-- Start ARTICLE --

Here is my problem: Why are we only looking at one force (vertical)? Isn't there a horizontal friction force? Why is this force not considered?

I know that we don't change the box's velocity; we don't change its PE or KE. So if no change in energy occurs, no work is done. Fine. But why don't any textbooks mention the existence of a sideways friction force (without which the box would not move?) I get the feeling that the textbooks are making an over-simplification, and leaving out essential need to know information.

I have noticed some very bad problems shown in otherwise good books. Books say that in a given problem, a body in motion across a tabletop requires zero force to stay in motion. In book after book, test after test, I see this, without the provisio being given that this is only true when no friction exists.

When friction exists a force must be applied continuously (to counter the friction force, so the net force is zero.) Usually the textbooks get it correct in one paragraph, but then explain it wrong everywhere else (and also in most test questions.)

Is it no wonder that so many of our students get some answers right, but revert to Aristotelian physics when they try to understand a situation?

What am I missing in the original question about work? How is it that we do zero work, even though we are applying a horizontal force (which is in the direction of motion)


Robert

 

[Doc Al]

I know that we don't change the box's velocity; we don't change its PE or KE. So if no change in energy occurs, no work is done. Fine. But why don't any textbooks mention the existence of a sideways friction force (without which the box would not move?) I get the feeling that the textbooks are making an over-simplification, and leaving out essential need to know information.

Please check your link--I can't seem to view it. But it's certainly true that to get the box moving at all requires some work to be done on it and a force exerted on it. But once you get it moving, no additional work is done on it. What friction force are you thinking of? (Of course, we neglect air resistance.)

I have noticed some very bad problems shown in otherwise good books. Books say that in a given problem, a body in motion across a tabletop requires zero force to stay in motion. In book after book, test after test, I see this, without the provisio being given that this is only true when no friction exists.

That's pretty bad. Any time you slide over a surface, the existence or non-existence of friction should be mentioned. (What physics book ignores this?) Of course the net force is zero.

But I feel your pain: Basic physics errors in textbooks are a pet peeve of mine and I'm always on the look out for them.

What am I missing in the original question about work? How is it that we do zero work, even though we are applying a horizontal force (which is in the direction of motion)

You only apply a horizontal force to accelerate the box to whatever speed you are carrying it at, which can be made arbitrarily small (if you've got the time). Once it's moving, the only horizontal force needed is to counter air resistence.

 

[Robert100]

No "work" done - What am I missing? (Possible way to phrase the answer.)

Please check your link--I can't seem to view it. But it's certainly true that to get the box moving at all requires some work to be done on it and a force exerted on it. But once you get it moving, no additional work is done on it. What friction force are you thinking of? (Of course, we neglect air resistance.)

That's pretty bad. Any time you slide over a surface, the existence or non-existence of friction should be mentioned. (What physics book ignores this?) Of course the net force is zero.

But I feel your pain: Basic physics errors in textbooks are a pet peeve of mine and I'm always on the look out for them.

You only apply a horizontal force to accelerate the box to whatever speed you are carrying it at, which can be made arbitrarily small (if you've got the time). Once it's moving, the only horizontal force needed is to counter air resistence.

Ok, that's what I thought.

* When you pick up the box from the ground, you do work.

-- End ARTICLE --

= BRIEF 1 =
In the physics forum thread, what does Doc Al say is the only horizontal force needed once the box is moving?

-- Start SUPPLIED ENTRIES --

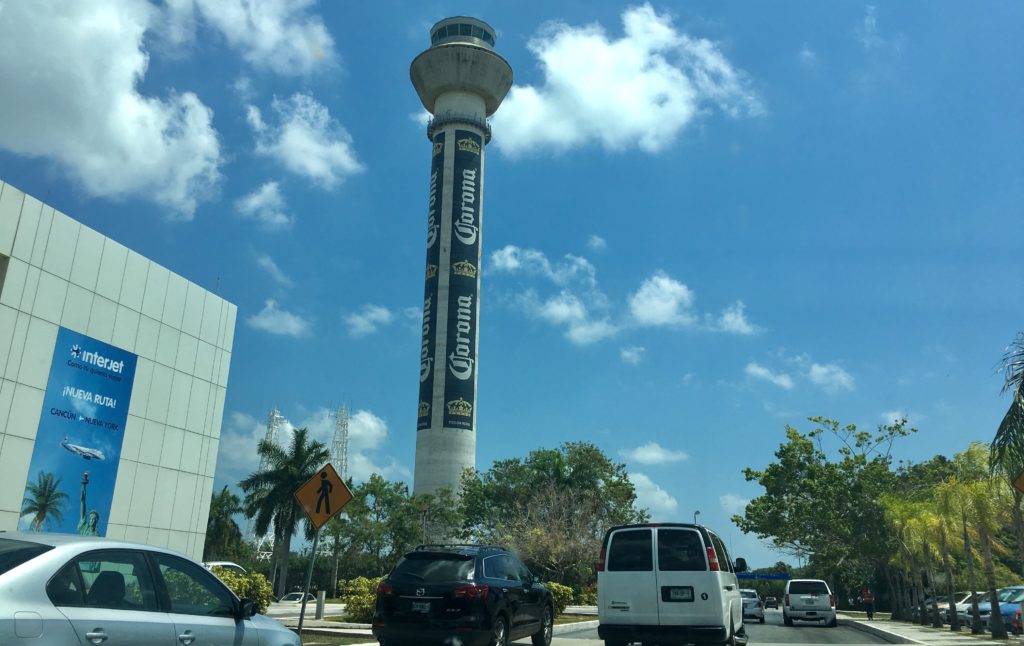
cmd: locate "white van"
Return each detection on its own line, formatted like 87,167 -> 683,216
597,523 -> 746,646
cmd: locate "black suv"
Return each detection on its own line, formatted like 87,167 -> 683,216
373,545 -> 555,646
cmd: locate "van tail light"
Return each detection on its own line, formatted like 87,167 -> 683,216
452,584 -> 490,599
708,545 -> 721,572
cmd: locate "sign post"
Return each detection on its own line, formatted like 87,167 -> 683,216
294,463 -> 352,639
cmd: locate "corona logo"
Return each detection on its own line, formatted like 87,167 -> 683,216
452,260 -> 476,278
445,397 -> 473,418
459,139 -> 480,155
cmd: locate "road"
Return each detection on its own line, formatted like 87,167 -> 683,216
532,610 -> 887,646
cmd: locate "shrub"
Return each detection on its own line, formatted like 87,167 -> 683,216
213,565 -> 273,613
344,576 -> 383,623
544,583 -> 572,615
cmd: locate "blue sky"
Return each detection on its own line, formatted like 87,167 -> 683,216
0,0 -> 1024,567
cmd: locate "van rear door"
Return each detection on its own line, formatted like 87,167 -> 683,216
656,527 -> 723,626
597,527 -> 658,626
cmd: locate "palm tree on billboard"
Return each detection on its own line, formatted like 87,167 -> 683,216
239,428 -> 331,596
22,471 -> 68,531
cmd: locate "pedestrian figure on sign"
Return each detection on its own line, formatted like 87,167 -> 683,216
316,471 -> 334,514
861,586 -> 874,621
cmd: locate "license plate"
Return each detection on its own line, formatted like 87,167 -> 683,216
669,588 -> 693,601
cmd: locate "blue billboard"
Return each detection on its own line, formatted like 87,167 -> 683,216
18,328 -> 138,536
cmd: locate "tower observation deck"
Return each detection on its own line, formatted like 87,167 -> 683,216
410,16 -> 512,493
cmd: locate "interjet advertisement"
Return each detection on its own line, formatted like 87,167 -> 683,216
444,130 -> 483,431
18,328 -> 138,536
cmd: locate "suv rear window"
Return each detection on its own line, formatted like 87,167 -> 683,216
391,552 -> 475,584
790,580 -> 828,595
608,529 -> 654,572
0,539 -> 53,574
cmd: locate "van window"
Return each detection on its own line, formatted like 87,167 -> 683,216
608,529 -> 654,572
657,529 -> 708,572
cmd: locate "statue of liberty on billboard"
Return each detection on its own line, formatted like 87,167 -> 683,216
78,471 -> 99,536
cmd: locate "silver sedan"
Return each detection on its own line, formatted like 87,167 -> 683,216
0,532 -> 299,646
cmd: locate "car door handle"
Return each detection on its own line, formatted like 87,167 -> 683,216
85,628 -> 108,644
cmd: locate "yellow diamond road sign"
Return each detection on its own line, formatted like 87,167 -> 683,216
295,463 -> 352,529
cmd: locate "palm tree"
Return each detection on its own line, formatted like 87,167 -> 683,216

-- End SUPPLIED ENTRIES --

= BRIEF 2 =
Copy the records word for word, from their very first line through the line that contains "532,610 -> 887,646", with both ends included. Leave the pictures out.

= ANSWER 1 =
A force to counter air resistance.

= ANSWER 2 =
cmd: locate "white van"
Return each detection on its own line, formatted like 87,167 -> 683,216
597,523 -> 746,646
cmd: locate "black suv"
Return each detection on its own line, formatted like 87,167 -> 683,216
373,545 -> 555,646
cmd: locate "van tail light"
Return each detection on its own line, formatted like 87,167 -> 683,216
452,584 -> 490,599
708,545 -> 721,572
cmd: locate "sign post"
Return each detection on its own line, formatted like 87,167 -> 683,216
294,463 -> 352,639
cmd: locate "corona logo"
Return each detection on its own line, formatted like 87,167 -> 683,216
452,260 -> 476,278
445,397 -> 473,418
459,139 -> 480,155
cmd: locate "road"
Return each detection on its own line, formatted like 87,167 -> 683,216
532,610 -> 887,646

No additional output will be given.